Texte fourni:
○ ○ ○ ○
1. Vous dessinez un cercle vaguement ovale que vous remplissez de carmin

2. Vous appliquez sur la partie gauche de la cerise une lune de terre de sienne brûlée

3. Vous mettez du rouge vermillon sur le bout de votre index droit et vous l’appliquez sur le milieu de la cerise, un peu à droite

4. Vous mettez maintenant du rose sur le même doigt, très peu, et vous le posez au centre de la tâche rouge vermillon

5. A l’aide d’un pinceau fin, vous appliquez un point blanc sur la tâche rose

6. Toujours avec ce pinceau fin, vous mettez un filet de terre d’ombre brûlée sur l’extrémité gauche de votre cerise

7. Vous dessinez au pinceau fin chargé de vert émeraude la queue du fruit

8. Vous éclaircissez, avec du blanc, votre vert émeraude et vous en mettez un filet sur la queue.
○ ○ ○ ○
Infos extraites:
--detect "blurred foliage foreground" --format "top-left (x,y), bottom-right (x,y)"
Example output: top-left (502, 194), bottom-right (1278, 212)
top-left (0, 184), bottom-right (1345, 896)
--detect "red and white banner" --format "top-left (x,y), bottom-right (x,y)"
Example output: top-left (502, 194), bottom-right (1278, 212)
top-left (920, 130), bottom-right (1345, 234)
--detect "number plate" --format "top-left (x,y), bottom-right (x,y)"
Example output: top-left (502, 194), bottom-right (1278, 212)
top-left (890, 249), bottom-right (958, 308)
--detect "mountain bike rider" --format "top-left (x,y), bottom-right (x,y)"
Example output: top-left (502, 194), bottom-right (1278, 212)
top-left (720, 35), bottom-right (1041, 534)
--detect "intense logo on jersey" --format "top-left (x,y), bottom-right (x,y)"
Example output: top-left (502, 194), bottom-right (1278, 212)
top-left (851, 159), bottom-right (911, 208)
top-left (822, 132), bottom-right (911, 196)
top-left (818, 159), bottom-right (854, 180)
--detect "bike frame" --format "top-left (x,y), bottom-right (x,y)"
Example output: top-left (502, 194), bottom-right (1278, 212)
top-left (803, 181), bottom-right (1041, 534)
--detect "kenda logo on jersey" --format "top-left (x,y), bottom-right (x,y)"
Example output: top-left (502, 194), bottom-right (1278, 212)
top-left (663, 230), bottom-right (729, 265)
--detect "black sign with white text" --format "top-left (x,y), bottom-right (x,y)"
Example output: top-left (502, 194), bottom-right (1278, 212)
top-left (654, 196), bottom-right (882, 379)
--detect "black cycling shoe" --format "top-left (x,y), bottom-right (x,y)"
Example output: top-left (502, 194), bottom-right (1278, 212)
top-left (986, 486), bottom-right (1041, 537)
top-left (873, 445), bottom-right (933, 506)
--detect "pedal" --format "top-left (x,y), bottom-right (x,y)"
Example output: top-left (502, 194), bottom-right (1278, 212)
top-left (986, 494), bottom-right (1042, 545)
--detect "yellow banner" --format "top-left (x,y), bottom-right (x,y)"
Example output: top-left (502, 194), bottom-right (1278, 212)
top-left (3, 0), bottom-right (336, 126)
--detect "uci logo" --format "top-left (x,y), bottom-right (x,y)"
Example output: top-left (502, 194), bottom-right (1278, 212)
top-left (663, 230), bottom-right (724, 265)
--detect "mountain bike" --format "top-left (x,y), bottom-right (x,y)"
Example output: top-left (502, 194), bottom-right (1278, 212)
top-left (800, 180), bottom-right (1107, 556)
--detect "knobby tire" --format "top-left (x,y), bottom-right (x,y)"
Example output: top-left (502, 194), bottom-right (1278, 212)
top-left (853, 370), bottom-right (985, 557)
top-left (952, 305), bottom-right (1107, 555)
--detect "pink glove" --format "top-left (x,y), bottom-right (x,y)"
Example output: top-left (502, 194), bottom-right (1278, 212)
○ ○ ○ ○
Petits défis:
**a)** Dans le texte sur la peinture d'une cerise, notez mot pour mot le passage qui part des mots "7. Vous dessinez" et s'arrête après "sur la queue.".
**b)** Relevez chaque ligne de la liste où figure le mot "bike", en respectant les majuscules et les minuscules.

Réponses par consigne:
**a)**
7. Vous dessinez au pinceau fin chargé de vert émeraude la queue du fruit

8. Vous éclaircissez, avec du blanc, votre vert émeraude et vous en mettez un filet sur la queue.

**b)**
--detect "mountain bike rider" --format "top-left (x,y), bottom-right (x,y)"
--detect "bike frame" --format "top-left (x,y), bottom-right (x,y)"
--detect "mountain bike" --format "top-left (x,y), bottom-right (x,y)"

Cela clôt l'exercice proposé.